[Referring expression data]

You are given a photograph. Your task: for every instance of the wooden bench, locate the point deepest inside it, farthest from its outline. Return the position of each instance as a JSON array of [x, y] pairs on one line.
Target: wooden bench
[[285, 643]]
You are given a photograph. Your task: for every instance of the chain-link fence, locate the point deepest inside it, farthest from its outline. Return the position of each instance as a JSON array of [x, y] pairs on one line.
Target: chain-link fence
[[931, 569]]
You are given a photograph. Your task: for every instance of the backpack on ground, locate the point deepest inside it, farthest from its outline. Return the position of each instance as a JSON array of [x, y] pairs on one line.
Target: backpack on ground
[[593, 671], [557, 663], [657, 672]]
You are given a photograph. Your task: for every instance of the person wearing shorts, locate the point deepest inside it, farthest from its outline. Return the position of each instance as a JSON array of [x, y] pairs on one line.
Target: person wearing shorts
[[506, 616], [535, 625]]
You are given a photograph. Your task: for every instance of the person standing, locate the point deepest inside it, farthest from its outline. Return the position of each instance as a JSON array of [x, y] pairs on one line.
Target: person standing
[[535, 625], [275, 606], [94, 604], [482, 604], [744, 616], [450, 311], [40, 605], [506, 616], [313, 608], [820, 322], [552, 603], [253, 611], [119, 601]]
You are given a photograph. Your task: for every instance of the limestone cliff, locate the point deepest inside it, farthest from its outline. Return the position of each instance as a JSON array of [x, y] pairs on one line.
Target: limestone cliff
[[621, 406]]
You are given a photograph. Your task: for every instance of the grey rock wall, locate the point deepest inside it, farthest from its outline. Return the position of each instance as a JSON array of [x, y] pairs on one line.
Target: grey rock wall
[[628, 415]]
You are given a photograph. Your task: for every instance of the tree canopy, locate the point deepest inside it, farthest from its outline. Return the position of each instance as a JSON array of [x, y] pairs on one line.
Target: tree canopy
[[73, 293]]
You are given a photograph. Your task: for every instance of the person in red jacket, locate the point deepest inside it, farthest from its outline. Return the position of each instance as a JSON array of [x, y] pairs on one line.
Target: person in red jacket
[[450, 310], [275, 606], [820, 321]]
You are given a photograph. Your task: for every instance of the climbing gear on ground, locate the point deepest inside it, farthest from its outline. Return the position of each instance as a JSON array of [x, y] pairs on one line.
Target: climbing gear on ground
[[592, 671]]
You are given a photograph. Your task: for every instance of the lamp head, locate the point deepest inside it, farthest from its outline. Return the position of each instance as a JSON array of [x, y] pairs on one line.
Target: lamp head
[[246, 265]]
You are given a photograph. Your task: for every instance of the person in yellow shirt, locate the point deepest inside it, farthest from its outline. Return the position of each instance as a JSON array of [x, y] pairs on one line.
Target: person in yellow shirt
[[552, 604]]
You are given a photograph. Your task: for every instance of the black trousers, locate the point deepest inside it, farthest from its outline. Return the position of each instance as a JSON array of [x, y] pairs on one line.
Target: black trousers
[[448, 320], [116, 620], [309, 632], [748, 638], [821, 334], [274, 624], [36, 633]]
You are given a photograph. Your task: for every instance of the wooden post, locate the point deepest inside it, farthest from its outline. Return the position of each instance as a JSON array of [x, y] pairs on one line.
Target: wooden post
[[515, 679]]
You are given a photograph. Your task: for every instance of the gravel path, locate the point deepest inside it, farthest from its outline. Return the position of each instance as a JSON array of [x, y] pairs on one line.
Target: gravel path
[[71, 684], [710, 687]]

Task: Lines from the one containing "of the black" through the final line of the entries above are to be output exactly; omit all others.

Result:
You are given a photograph. Your task: for every instance of the black trousers, locate the point deepest inside it, farthest from its outline. Return the position of each instance as a JSON array of [x, y] pairs on one line.
Target: black trousers
[[448, 320], [116, 620], [309, 632], [748, 638], [821, 334], [274, 624], [36, 633]]
You are given a photograph. Your task: for every instance of the wooden post, locate the point deepest inside it, farthest from its outline. Return the position of each instance as a JSON array of [x, y] pairs on one line.
Target: wooden post
[[515, 679]]
You are given a photograph. Your task: for every instance of the gravel path, locate the point deepest inside it, farthest from its outline. Return the position of each instance as a JSON array of [x, y] pairs on one line.
Target: gravel path
[[71, 684], [710, 687]]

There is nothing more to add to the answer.